======== Data for review

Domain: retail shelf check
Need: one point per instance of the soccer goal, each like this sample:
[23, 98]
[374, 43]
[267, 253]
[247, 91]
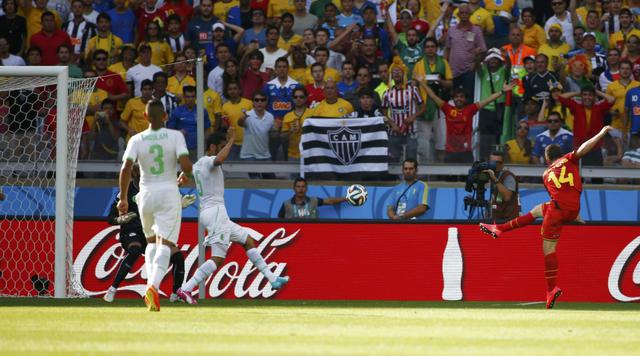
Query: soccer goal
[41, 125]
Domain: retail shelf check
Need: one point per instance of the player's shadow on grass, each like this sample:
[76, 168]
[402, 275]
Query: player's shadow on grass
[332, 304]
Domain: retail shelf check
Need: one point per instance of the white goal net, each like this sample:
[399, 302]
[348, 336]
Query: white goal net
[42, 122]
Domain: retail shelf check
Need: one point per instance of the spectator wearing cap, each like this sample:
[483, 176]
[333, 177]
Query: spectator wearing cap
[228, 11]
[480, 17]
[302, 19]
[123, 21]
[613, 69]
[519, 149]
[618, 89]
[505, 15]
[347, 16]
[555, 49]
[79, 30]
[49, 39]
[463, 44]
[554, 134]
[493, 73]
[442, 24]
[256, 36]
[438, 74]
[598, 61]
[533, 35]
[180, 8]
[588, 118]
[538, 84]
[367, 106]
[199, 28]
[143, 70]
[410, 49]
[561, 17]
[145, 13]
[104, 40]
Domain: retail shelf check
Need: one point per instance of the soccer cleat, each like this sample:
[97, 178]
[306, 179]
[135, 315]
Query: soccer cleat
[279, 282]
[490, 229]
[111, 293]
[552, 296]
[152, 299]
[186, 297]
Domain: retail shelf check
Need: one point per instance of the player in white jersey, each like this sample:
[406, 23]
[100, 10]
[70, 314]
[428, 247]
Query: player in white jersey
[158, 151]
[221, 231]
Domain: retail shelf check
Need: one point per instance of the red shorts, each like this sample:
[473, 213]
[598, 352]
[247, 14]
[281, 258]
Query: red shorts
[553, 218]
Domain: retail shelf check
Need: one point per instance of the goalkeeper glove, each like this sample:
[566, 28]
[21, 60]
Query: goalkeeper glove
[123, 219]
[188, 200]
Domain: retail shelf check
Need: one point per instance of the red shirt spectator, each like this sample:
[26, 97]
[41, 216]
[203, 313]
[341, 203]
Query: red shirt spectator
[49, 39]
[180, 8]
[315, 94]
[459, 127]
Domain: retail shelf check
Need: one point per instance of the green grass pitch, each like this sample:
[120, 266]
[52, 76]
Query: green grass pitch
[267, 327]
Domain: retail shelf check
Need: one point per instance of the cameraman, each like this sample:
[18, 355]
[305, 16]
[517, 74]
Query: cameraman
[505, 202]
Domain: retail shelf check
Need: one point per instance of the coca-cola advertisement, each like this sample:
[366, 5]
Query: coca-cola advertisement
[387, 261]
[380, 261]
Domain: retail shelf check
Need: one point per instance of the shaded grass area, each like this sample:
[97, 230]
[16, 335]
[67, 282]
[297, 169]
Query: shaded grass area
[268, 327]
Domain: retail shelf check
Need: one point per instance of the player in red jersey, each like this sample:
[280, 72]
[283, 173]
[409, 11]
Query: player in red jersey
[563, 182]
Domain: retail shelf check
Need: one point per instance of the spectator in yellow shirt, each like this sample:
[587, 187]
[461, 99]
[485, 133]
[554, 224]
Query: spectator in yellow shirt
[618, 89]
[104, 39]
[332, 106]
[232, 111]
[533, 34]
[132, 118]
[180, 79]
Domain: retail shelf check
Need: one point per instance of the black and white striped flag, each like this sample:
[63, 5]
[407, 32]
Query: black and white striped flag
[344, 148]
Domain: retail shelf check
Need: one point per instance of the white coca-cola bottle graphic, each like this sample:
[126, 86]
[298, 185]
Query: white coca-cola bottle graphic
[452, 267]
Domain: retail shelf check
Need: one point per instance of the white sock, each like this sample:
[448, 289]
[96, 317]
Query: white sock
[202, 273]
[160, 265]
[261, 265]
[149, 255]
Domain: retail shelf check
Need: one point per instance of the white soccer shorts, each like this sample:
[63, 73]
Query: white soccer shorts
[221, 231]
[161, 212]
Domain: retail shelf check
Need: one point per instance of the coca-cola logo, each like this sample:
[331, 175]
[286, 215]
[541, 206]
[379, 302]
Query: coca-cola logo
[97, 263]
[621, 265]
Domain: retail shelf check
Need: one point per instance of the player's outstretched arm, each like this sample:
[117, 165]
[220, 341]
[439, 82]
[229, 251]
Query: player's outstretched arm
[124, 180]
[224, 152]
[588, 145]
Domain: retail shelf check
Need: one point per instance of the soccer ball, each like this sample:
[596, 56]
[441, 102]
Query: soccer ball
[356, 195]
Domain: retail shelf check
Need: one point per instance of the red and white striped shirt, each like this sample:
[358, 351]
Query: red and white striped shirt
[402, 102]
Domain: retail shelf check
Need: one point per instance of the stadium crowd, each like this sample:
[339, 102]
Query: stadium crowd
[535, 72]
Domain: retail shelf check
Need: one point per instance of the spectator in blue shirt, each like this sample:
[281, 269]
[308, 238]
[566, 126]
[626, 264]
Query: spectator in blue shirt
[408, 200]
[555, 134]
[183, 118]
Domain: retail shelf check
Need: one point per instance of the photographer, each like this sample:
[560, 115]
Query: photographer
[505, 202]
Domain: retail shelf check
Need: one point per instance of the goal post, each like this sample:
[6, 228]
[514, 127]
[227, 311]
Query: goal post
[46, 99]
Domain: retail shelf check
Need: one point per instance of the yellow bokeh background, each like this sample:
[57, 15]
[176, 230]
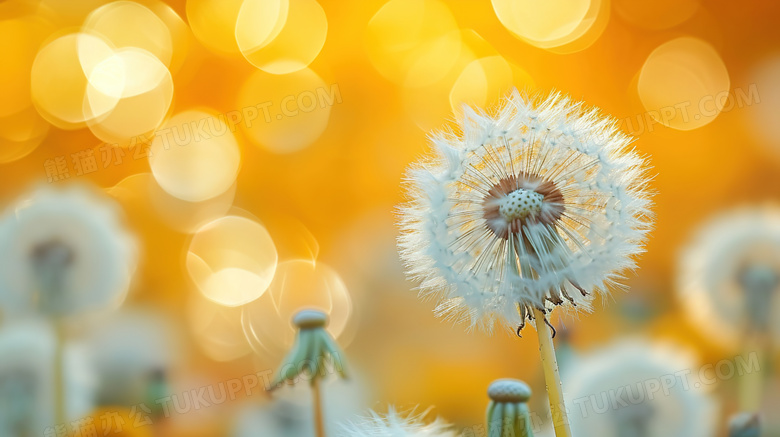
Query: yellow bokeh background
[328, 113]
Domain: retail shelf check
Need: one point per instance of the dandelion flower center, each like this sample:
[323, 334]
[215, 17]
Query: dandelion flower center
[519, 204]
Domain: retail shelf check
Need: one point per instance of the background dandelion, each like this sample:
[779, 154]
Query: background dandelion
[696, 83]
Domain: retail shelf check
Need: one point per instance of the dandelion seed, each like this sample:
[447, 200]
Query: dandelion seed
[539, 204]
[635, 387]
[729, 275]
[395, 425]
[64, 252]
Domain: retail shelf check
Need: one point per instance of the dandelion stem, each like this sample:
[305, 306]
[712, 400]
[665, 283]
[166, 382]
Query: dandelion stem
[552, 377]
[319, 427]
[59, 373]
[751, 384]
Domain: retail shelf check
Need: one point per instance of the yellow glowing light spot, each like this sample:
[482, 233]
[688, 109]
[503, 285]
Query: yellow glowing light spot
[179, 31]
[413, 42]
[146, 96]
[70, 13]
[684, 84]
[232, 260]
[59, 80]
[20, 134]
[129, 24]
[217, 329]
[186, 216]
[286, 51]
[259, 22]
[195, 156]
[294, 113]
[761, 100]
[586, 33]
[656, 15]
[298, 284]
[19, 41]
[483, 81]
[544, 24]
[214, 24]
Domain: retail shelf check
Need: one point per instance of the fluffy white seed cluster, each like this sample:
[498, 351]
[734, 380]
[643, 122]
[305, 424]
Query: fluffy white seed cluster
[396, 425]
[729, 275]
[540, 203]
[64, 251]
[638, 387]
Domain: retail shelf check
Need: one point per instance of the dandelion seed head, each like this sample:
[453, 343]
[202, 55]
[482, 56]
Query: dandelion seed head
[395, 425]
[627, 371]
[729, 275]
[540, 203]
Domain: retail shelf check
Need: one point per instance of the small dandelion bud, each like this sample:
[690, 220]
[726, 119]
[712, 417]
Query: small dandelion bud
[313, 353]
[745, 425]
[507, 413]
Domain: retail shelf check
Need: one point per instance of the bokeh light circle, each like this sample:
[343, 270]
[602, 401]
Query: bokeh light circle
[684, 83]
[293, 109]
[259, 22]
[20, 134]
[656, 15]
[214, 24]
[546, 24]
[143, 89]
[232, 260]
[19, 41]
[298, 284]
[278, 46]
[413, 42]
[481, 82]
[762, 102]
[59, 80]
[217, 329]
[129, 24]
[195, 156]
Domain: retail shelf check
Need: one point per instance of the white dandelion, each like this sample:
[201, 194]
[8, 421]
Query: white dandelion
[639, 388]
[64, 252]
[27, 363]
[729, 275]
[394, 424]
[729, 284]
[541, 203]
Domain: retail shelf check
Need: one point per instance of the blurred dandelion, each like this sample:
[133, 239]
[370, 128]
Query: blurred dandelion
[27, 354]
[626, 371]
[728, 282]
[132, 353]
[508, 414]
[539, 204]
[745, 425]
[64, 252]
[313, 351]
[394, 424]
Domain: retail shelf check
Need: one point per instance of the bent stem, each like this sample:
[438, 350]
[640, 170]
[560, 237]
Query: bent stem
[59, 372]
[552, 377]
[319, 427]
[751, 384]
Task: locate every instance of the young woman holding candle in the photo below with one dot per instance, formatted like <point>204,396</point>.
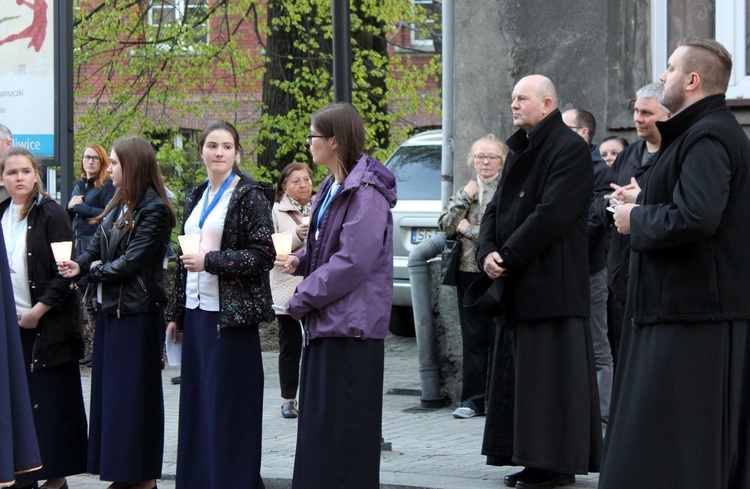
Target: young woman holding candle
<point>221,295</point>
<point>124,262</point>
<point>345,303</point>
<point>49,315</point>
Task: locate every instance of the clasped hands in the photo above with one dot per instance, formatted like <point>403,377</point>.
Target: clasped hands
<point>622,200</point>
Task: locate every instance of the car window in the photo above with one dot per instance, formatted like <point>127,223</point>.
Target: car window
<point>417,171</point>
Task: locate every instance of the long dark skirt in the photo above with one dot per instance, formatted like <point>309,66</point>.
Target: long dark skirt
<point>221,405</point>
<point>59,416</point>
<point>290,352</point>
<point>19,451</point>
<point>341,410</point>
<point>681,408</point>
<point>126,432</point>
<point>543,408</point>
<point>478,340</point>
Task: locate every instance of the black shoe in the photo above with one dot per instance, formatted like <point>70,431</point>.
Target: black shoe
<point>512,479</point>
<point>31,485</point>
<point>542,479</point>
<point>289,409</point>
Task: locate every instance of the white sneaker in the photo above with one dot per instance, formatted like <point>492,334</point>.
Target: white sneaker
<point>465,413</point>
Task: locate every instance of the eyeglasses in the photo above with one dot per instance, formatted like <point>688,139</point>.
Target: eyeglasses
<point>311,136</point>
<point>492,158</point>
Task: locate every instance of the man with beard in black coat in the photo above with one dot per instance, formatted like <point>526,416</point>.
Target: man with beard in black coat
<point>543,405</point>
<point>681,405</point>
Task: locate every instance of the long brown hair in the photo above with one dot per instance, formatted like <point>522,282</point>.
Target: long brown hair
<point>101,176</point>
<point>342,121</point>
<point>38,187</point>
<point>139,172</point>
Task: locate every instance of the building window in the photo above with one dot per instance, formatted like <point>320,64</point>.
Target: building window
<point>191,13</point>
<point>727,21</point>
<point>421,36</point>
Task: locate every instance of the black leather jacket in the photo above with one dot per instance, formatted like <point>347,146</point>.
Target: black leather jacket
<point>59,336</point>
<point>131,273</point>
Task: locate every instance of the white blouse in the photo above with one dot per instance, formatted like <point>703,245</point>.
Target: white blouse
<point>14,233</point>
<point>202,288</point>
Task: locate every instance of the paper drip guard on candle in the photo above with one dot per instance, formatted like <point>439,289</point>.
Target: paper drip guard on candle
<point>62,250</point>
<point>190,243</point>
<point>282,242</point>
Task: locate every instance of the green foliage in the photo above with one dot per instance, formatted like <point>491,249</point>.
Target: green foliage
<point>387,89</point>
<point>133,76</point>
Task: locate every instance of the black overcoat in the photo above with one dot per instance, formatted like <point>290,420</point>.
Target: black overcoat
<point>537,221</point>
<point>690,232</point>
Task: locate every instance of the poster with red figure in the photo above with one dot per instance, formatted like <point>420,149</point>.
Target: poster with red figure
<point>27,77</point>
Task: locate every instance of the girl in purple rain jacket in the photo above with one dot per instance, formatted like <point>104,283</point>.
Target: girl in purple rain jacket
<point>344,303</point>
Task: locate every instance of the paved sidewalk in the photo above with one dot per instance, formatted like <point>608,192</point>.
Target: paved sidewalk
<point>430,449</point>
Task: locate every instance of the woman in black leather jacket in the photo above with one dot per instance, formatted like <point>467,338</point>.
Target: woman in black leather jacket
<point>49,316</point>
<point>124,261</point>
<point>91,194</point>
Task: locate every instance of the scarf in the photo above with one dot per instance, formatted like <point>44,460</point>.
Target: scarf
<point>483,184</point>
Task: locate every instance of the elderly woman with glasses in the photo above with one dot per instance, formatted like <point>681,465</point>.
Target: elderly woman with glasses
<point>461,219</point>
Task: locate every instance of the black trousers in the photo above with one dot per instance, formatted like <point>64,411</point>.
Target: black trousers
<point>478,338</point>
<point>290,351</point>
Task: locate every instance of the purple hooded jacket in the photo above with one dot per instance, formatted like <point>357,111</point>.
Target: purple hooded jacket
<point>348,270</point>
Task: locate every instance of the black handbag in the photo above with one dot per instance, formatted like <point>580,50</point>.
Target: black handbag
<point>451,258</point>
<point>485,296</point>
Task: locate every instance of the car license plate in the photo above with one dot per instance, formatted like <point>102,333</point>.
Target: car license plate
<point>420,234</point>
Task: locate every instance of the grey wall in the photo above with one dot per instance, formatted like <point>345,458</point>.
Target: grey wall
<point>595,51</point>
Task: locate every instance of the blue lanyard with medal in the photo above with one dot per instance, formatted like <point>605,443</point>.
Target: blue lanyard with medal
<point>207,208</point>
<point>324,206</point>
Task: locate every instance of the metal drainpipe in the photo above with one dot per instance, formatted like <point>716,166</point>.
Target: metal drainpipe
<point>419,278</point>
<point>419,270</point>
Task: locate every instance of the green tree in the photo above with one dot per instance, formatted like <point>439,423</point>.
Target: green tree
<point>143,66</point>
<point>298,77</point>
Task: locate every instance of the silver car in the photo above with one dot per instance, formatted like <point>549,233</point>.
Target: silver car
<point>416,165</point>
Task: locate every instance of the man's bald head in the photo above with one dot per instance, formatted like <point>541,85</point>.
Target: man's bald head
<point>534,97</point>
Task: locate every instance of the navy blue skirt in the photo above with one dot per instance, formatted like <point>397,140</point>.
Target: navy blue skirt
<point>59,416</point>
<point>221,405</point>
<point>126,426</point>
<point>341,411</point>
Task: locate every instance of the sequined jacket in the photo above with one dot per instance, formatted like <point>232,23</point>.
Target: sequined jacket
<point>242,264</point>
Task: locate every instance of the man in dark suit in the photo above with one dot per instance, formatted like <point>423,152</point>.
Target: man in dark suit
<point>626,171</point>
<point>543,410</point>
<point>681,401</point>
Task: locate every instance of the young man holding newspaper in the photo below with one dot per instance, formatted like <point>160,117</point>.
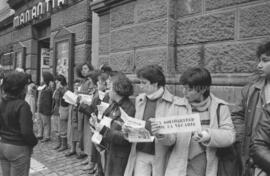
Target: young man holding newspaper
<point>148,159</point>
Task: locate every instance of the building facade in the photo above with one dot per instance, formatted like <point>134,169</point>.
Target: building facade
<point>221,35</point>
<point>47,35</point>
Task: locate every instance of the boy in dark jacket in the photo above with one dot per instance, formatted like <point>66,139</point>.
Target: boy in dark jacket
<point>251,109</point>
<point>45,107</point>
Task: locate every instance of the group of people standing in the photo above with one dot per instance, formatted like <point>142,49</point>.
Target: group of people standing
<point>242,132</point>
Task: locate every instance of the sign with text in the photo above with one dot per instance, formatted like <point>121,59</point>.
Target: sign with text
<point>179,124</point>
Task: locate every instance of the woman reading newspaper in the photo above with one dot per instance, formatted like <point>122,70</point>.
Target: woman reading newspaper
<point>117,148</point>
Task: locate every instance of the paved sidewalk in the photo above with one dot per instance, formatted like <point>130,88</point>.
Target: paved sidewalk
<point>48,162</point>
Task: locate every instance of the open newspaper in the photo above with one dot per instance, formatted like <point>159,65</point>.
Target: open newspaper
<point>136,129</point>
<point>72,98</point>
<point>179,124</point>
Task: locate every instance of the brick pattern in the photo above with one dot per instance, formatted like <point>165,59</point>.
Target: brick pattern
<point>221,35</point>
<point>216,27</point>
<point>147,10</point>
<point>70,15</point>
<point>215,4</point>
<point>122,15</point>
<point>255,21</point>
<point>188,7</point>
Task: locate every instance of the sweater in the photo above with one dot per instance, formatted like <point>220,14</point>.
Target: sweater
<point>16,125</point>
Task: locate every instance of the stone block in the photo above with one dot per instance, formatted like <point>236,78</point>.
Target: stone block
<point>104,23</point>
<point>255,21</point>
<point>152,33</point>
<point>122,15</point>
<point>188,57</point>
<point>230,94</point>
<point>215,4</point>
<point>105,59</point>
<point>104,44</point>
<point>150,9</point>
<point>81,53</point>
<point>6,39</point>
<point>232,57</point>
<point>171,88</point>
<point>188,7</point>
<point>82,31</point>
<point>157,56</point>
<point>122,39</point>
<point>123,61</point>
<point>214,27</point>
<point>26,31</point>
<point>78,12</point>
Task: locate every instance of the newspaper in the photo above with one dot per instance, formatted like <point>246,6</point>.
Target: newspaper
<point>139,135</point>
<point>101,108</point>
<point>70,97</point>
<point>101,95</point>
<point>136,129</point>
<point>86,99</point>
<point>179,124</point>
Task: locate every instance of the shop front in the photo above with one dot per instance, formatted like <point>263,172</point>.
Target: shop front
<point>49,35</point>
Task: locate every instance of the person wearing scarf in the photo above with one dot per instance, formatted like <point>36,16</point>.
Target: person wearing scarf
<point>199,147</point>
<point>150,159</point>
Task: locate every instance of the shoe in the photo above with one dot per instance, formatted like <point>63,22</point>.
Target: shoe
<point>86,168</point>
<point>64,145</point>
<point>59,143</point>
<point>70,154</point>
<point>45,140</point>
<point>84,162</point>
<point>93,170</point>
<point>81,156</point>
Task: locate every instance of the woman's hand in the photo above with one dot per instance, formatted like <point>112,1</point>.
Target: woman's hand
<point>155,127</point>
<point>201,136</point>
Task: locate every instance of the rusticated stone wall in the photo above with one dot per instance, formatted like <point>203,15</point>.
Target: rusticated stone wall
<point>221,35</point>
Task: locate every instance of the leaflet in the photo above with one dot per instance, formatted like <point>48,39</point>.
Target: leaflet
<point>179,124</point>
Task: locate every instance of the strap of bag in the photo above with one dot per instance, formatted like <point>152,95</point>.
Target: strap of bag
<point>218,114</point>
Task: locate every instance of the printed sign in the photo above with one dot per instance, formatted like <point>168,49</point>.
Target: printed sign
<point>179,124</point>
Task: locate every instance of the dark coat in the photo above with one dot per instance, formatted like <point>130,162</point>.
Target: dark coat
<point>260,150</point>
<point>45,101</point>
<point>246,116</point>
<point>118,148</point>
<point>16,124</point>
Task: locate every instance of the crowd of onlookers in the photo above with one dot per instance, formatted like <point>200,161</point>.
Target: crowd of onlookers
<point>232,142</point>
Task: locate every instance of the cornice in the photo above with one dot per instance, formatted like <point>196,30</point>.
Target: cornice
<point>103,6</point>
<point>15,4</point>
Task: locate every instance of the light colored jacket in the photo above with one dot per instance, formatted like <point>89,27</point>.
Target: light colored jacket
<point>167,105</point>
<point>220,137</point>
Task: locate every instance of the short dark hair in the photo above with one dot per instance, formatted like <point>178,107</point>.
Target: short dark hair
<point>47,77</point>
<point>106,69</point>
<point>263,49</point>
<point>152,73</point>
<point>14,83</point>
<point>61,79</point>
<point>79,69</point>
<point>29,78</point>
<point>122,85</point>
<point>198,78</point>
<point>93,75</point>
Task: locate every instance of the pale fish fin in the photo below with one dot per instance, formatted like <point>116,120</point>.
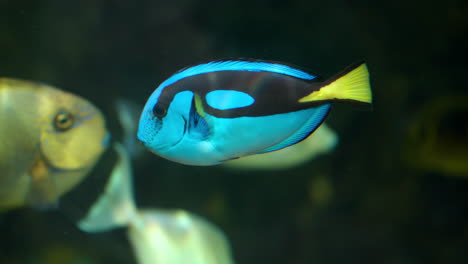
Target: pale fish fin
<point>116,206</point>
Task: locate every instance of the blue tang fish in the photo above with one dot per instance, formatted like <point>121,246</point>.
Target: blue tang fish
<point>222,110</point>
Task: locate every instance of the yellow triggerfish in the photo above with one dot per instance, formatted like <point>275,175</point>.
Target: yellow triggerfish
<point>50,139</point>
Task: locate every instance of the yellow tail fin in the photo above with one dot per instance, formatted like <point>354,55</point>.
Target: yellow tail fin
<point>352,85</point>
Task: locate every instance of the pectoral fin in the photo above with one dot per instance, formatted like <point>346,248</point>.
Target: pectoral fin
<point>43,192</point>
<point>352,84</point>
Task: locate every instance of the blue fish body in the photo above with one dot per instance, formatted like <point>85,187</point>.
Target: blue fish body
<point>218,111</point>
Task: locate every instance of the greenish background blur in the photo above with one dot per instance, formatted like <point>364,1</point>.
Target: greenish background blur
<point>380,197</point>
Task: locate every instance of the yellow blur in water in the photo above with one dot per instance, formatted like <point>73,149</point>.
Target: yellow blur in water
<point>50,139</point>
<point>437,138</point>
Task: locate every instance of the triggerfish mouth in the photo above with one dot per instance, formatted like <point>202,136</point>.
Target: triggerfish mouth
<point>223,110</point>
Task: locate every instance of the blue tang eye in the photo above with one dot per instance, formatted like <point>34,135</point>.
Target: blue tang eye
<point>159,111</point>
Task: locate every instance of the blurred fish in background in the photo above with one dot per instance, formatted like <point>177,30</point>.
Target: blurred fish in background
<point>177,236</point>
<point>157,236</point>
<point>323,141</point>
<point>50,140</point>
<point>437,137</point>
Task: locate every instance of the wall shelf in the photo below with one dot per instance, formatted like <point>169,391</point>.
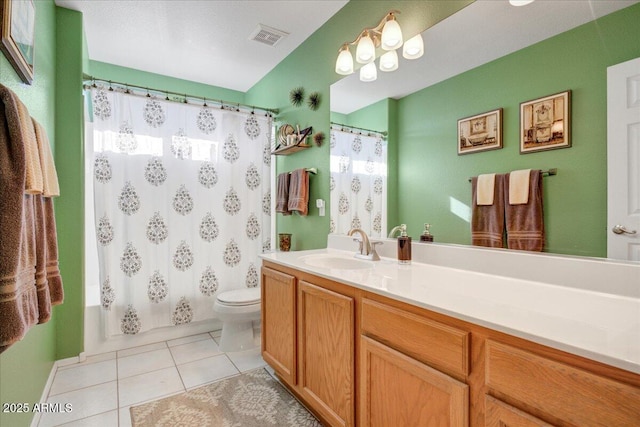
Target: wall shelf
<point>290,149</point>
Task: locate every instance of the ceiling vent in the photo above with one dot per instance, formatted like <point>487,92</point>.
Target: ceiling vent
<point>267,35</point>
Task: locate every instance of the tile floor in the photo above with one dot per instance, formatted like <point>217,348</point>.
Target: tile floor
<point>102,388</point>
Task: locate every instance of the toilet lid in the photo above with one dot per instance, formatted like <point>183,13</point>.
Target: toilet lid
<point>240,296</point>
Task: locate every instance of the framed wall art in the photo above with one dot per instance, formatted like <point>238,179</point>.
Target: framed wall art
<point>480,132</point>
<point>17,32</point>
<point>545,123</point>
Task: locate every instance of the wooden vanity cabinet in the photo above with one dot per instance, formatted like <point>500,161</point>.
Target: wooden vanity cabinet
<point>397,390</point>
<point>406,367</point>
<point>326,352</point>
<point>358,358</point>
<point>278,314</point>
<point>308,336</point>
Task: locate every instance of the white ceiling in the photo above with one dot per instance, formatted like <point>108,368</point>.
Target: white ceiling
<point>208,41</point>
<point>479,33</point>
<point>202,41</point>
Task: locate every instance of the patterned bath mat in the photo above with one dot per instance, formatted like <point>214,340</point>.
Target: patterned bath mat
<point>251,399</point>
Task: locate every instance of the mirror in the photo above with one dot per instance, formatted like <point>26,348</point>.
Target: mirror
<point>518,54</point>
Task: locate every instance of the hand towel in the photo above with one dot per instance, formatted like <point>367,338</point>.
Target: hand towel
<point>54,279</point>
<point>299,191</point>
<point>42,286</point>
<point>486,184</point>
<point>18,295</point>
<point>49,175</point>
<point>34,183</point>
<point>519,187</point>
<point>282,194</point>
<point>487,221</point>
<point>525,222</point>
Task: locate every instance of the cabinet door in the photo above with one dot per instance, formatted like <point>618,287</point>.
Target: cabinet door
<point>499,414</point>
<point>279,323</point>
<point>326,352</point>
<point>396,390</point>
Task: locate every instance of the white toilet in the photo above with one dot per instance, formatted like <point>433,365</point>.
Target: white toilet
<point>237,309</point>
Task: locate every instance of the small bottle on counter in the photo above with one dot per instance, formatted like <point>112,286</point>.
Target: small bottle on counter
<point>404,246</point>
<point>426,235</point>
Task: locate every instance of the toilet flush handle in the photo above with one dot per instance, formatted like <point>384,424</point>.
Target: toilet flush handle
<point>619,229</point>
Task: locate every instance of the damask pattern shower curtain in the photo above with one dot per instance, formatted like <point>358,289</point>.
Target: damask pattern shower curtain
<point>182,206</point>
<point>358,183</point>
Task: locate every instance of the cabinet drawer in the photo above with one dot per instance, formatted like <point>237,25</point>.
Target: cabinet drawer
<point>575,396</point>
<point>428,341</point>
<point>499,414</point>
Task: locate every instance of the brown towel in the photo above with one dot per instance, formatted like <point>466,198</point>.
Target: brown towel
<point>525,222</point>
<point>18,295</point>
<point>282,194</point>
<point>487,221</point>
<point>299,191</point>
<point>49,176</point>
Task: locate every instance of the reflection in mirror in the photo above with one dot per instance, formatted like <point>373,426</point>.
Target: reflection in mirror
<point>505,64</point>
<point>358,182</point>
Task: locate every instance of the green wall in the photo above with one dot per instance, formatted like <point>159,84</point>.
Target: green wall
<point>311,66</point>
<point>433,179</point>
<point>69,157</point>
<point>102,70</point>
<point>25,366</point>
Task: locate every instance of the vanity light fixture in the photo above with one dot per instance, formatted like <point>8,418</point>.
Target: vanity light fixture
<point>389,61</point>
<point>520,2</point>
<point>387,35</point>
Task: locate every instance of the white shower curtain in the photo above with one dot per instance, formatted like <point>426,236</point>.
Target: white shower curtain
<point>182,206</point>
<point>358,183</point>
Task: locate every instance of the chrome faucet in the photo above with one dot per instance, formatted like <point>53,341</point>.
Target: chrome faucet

================

Problem to solve:
Check the listing above for "chrome". Show every line where it turns up.

Answer area:
Task: locate every instance of the chrome faucet in the photo above with one dot per instance, formatted like <point>53,341</point>.
Target: chrome faucet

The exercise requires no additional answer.